▸ Opdracht 1
Neem de tekst over het concurrentiebeding over vanaf "[eiseres] vordert bij" tot en met "van de proceskosten.", met "geldsom" in plaats van "dwangsom".

Op 8 augustus 2018 heeft [gedaagde] aangekondigd dat hij naar [bedrijfsnaam] B.V. (hierna: [bedrijfsnaam] ) wil overstappen. Nadat hij daar met [eiseres] op 17 augustus 2018 over had gesproken en [eiseres] hem had laten weten dat zij nakoming van het concurrentiebeding zal vorderen als hij besluit bij [bedrijfsnaam] in dienst te treden, heeft hij op 31 augustus 2018 schriftelijk zijn arbeidsovereenkomst met ingang van 1 november 2018 opgezegd. Op die datum is [gedaagde] in dienst getreden bij [bedrijfsnaam] .
3 Het geschil en het verweer
in conventie:
3.1.
[eiseres] vordert bij vonnis, uitvoerbaar bij voorraad, dat [gedaagde] zal worden gehouden om binnen twee dagen na betekening van dit vonnis zijn werkzaamheden bij [bedrijfsnaam] te staken en zich te onthouden van enige andere werkzaamheden die strijdig zijn met het overeengekomen beding, op straffe van verbeurte van een dwangsom van € 20.000,- en € 500,- voor iedere dag dat hij in gebreke blijft met de nakoming van het gevorderde. Verder vordert [eiseres] betaling van een voorschot op de contractuele boete van € 66.000,- en betaling van de proceskosten.

▸ Datasetfragmenten
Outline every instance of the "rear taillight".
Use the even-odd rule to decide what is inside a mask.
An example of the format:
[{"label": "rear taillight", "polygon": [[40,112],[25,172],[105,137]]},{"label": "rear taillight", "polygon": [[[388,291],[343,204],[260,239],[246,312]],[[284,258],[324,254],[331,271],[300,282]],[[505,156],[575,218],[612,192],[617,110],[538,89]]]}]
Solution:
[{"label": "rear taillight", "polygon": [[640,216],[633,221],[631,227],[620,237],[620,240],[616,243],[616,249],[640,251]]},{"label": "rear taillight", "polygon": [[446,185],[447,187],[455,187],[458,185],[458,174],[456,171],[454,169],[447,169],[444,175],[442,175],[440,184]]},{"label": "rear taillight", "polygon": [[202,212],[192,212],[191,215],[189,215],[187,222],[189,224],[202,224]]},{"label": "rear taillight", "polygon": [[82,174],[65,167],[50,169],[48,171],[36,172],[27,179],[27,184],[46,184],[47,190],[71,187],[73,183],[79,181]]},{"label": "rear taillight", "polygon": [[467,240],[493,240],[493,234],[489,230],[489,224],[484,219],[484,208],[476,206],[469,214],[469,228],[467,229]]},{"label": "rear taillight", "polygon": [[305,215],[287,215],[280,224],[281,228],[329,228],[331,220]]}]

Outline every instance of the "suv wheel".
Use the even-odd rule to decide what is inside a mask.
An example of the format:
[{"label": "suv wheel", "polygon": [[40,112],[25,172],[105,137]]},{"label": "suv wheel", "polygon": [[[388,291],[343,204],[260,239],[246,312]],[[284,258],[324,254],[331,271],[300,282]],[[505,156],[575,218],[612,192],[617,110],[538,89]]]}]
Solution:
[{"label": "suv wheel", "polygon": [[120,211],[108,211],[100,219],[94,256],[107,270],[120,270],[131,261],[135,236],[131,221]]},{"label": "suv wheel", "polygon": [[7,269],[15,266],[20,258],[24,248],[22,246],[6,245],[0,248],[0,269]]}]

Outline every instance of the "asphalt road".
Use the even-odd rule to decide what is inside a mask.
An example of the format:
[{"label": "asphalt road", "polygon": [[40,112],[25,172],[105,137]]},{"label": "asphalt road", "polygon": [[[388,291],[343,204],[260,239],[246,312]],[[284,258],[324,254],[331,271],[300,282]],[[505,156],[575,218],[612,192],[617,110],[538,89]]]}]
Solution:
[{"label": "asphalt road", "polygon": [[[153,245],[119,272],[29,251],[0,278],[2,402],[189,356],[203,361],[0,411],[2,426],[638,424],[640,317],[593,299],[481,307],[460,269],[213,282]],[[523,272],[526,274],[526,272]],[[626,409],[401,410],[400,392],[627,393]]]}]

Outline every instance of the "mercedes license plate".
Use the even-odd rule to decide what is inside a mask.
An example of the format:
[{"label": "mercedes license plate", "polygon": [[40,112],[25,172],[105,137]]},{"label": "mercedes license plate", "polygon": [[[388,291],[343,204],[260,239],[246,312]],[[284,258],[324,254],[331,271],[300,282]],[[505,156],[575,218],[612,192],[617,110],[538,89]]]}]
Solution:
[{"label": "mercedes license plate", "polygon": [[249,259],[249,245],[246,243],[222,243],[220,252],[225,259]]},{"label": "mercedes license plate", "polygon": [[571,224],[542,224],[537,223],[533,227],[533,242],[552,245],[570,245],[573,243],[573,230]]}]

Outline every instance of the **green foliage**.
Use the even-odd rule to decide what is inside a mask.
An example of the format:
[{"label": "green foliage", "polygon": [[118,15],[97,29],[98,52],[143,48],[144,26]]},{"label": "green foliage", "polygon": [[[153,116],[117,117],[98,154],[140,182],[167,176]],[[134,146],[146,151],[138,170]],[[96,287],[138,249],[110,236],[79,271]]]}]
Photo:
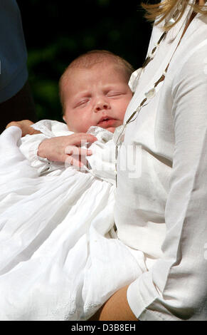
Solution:
[{"label": "green foliage", "polygon": [[81,53],[107,49],[138,68],[151,26],[137,0],[17,0],[28,49],[29,81],[38,119],[61,120],[58,80]]}]

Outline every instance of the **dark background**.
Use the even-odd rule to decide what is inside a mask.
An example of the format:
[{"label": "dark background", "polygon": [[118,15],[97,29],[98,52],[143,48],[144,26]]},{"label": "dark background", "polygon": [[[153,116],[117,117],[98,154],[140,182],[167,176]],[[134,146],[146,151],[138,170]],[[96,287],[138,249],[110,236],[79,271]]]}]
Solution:
[{"label": "dark background", "polygon": [[17,0],[28,49],[38,120],[62,120],[58,80],[75,58],[92,49],[121,56],[134,68],[146,57],[152,24],[138,0]]}]

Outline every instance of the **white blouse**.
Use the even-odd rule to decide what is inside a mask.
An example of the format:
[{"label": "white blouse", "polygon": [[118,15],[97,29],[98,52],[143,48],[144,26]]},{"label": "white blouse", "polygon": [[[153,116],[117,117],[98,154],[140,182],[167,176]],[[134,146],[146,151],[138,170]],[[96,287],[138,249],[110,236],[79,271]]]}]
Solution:
[{"label": "white blouse", "polygon": [[[207,320],[206,16],[196,15],[177,47],[191,12],[142,73],[125,120],[170,61],[120,149],[115,223],[119,238],[145,255],[149,271],[127,292],[143,321]],[[149,51],[161,34],[154,28]],[[121,165],[129,147],[139,162],[134,174]]]}]

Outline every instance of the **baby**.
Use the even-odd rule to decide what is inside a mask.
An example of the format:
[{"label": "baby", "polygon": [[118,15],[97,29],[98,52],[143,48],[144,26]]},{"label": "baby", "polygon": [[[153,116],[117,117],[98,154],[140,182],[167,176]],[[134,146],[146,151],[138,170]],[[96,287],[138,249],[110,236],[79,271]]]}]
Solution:
[{"label": "baby", "polygon": [[[60,125],[52,121],[53,134],[48,136],[53,137],[52,139],[36,136],[39,160],[41,158],[50,161],[67,160],[71,165],[82,165],[78,157],[82,156],[83,160],[84,155],[90,155],[92,152],[77,147],[80,147],[83,140],[88,143],[97,140],[90,131],[86,134],[90,127],[99,127],[114,133],[115,128],[122,124],[127,106],[132,96],[128,86],[132,71],[128,62],[107,51],[90,51],[75,59],[62,75],[59,88],[63,120],[68,125],[67,130],[75,135],[65,137],[69,133],[65,133],[64,137],[60,138]],[[43,123],[46,125],[46,122]],[[49,124],[48,120],[47,124]],[[55,124],[58,124],[58,133],[55,130]],[[22,125],[19,126],[23,130]],[[43,121],[38,122],[34,128],[43,133]],[[24,133],[29,133],[30,129],[27,127]],[[63,124],[63,130],[65,129]],[[45,135],[48,135],[46,133]],[[56,136],[59,138],[54,138]],[[33,153],[33,148],[37,148],[38,142],[34,143],[34,138],[26,138],[21,148],[31,162],[34,161],[34,156],[31,157],[28,151]],[[40,162],[37,163],[37,160],[35,160],[33,166],[39,167]]]},{"label": "baby", "polygon": [[[108,155],[132,95],[132,70],[111,53],[86,53],[60,81],[67,124],[44,120],[33,125],[37,134],[21,138],[19,128],[9,127],[1,135],[1,320],[86,320],[138,277],[114,230]],[[92,155],[77,147],[83,138]],[[65,168],[68,144],[85,150],[86,172]],[[62,158],[49,166],[37,155],[53,160],[59,150]]]}]

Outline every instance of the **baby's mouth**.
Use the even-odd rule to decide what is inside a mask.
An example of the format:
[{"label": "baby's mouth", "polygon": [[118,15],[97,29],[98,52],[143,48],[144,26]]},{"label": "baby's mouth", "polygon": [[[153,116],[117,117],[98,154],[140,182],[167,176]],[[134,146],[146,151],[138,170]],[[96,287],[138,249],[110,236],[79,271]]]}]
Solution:
[{"label": "baby's mouth", "polygon": [[115,119],[110,118],[109,116],[106,116],[105,118],[102,118],[97,125],[103,128],[107,128],[109,127],[112,127],[115,121]]}]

▸ Opdracht 2
Hoeveel regels van de records bevatten de string "road", waarbij hoofdletters en kleine letters verschillend tellen? Geef alleen het getal.

▸ Uitgewerkte oplossing 1
[eiseres] vordert bij vonnis, uitvoerbaar bij voorraad, dat [gedaagde] zal worden gehouden om binnen twee dagen na betekening van dit vonnis zijn werkzaamheden bij [bedrijfsnaam] te staken en zich te onthouden van enige andere werkzaamheden die strijdig zijn met het overeengekomen beding, op straffe van verbeurte van een geldsom van € 20.000,- en € 500,- voor iedere dag dat hij in gebreke blijft met de nakoming van het gevorderde. Verder vordert [eiseres] betaling van een voorschot op de contractuele boete van € 66.000,- en betaling van de proceskosten.

▸ Uitgewerkte oplossing 2
3